(Beginning of Material shown)

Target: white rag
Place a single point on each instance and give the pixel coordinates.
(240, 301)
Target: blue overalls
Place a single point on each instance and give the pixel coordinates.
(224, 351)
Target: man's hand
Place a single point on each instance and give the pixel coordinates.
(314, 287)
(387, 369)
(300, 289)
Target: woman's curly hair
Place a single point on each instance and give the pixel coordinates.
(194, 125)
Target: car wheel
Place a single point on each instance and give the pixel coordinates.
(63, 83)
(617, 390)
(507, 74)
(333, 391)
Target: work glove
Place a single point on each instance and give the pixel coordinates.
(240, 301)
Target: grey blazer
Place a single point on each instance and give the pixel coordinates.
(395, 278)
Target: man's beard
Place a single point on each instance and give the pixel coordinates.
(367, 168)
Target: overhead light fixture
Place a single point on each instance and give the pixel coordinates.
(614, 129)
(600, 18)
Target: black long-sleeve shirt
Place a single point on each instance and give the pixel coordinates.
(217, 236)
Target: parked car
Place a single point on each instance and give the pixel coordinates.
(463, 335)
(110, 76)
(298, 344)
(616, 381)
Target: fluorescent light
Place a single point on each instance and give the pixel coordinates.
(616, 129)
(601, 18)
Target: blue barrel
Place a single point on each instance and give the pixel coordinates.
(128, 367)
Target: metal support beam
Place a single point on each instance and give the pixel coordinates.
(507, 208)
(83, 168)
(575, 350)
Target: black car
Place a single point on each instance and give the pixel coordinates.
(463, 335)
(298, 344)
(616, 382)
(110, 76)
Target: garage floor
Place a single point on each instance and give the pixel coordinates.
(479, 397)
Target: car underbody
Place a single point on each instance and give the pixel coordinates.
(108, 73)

(End of Material shown)

Repeat all of the entries exactly.

Worked solution:
Target: white rag
Place a single point on each instance and give the pixel coordinates.
(240, 301)
Target: blue overalls
Place a single point on each instance and give the pixel coordinates.
(224, 351)
Target: man's hand
Place a single point on each instance and give the pixel coordinates.
(314, 287)
(387, 369)
(300, 289)
Target: woman's curly hair
Place a single point on each instance and give the pixel coordinates.
(194, 125)
Target: car wheel
Place a single point on each instance and give the pixel coordinates.
(63, 83)
(617, 390)
(507, 74)
(333, 391)
Target: work glove
Place a single point on each instance and give the pixel coordinates.
(240, 301)
Target: grey blazer
Place a single point on each instance and give the pixel coordinates.
(395, 278)
Target: man's beard
Place a single point on each instance and give the pixel coordinates.
(367, 168)
Target: overhead light fixture
Place a single point on each instance and give the pixel coordinates.
(614, 129)
(600, 18)
Target: black long-sleeve shirt
Place a single point on each instance and give the pixel coordinates.
(217, 236)
Target: parked car
Place a single point on each instance and give the pixel coordinates.
(463, 335)
(110, 76)
(298, 344)
(616, 381)
Target: fluorescent light
Place a single point on each instance and give the pixel coordinates.
(616, 129)
(601, 18)
Target: blue barrel
Place a single point on each instance and give the pixel coordinates.
(128, 367)
Target: metal support beam
Place a single point on each instance and give the pixel coordinates.
(507, 208)
(83, 168)
(575, 350)
Target: black car
Place a single point on each instance and give the pixel coordinates.
(463, 335)
(298, 344)
(616, 382)
(110, 76)
Target: garage floor
Place a single point on each instance and give the pixel coordinates.
(479, 397)
Target: car underbody
Place a single point on each instance and give the pixel coordinates.
(108, 73)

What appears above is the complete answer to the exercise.